━━━ Provided text
TRUTH VERIFIER
Who is the real Alice Leal Guo?
%20(18).jpeg)
Beleaguered former Bamban, Tarlac mayor Alice Guo. (Photo from When In Manila)
3/28/25, 10:57 AM
By Tracy Cabrera
BAMBAN, Tarlac — Going around this sleepy town in the Central Luzon's Tarlac province, the name Alice Leal Guo would trigger things like the banned Philippine Offshore Gaming Operators (POGOs), dating scams and cybercrimes and even Chinese espionage.
But people also remember the dismissed Bamban mayor flaunting her beauty and charm—enough to earn the town folks votes and have herself elected as local chief executive of the municipality.
It was in early 2022 that residents of the rural town gathered for the mayoral campaign rally of the plucky young Alice Guo. There were hundreds of supporters dressed in pink—their candidate's favourite colour—chattering in anticipation of her arrival.
Then came the low thudding of a helicopter rotor, prompting cheers from the crowd. Sitting in the cockpit, Guo—wearing a pink shirt and a pilot's headset—flashed a smile, waving down at her supporters.
As the helicopter touched down, the crowd broke into a chant: "A-lice Guo! A-lice Guo!"
Then aged 31, Guo's star was rising. Her promises of generous subsidies and economic development, all delivered in her signature brassy, upbeat tone, had galvanized a following in the town which would see her become its first female mayor.
But only a few of those cheering could never have predicted that in less than three years after being elected as mayor, Guo would be behind bars, facing charges of human trafficking and allegations that she was a Chinese spy.
Guo's downfall began with a police raid that uncovered a compound where a giant scam operation was being run from just behind her office. But as the authorities delved deeper, and the pretty town mayor struggled to answer basic queries about her past, a perplexing question emerged—who really is Alice Guo?
Getting hold of an old leaflet from Alice Guo's election campaign, it showed a composite image with the Bamban municipality building in the background. Here was the lady mayor everyone seemed to love.
━━━━━━
━━━ Data supplied
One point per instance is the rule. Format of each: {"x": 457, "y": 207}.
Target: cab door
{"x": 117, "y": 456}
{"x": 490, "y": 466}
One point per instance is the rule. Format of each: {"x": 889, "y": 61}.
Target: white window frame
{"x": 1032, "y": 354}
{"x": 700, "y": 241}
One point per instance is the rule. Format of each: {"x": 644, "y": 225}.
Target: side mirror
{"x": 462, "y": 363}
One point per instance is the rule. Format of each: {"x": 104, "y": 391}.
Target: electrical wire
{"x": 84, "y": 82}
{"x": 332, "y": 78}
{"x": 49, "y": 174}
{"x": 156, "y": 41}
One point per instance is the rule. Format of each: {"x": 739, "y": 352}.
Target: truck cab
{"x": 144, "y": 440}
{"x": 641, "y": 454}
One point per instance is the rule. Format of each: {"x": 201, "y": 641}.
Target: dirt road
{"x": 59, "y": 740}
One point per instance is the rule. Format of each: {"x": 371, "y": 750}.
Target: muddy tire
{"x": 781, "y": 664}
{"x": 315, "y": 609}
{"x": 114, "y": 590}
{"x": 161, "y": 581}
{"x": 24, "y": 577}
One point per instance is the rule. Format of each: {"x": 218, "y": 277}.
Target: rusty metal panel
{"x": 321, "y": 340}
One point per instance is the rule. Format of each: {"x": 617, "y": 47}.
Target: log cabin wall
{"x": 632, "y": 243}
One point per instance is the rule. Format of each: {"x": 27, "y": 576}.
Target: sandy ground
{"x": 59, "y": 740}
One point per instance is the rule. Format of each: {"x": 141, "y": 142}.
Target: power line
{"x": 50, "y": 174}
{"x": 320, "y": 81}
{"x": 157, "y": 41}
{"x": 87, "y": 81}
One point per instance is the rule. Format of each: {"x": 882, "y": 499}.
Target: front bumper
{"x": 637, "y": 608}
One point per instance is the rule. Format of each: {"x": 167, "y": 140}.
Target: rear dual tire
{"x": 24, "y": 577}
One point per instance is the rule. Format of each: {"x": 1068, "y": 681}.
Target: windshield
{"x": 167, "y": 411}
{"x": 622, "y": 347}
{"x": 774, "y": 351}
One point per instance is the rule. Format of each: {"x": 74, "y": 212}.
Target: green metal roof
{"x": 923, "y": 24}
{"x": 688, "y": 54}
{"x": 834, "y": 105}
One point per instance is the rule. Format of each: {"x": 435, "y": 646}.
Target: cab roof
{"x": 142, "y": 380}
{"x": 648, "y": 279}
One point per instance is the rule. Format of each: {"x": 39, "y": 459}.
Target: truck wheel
━━━━━━
### What the task requires
Carry on the article about Alice Guo from the point where it stops.

### Exercise output
According to Guo in several interviews, she came to local politics because of her interest to serve and help the needy. She had been successful in the pig-farming business, having managed her family's commercial piggery for several years, and since her career change to public service would have required deep pockets—and when quizzed about her campaign finances much later—she clarified that it was friends and acquaintances in the pig-farming business who had supported her mayoral bid.
Besides this, the pretty-faced Guo also had connections to a number of wealthy Chinese businessmen, though very little is known about them, but some have subsequently been convicted of money-laundering and now also face charges of human trafficking alongside Guo.
Guo's campaign then focused on her sunny persona and on stage during campaign rallies, she often told her audience: "For our team, rule number one is 'Do no harm! No harm is allowed. We should just spread love, love, love!'"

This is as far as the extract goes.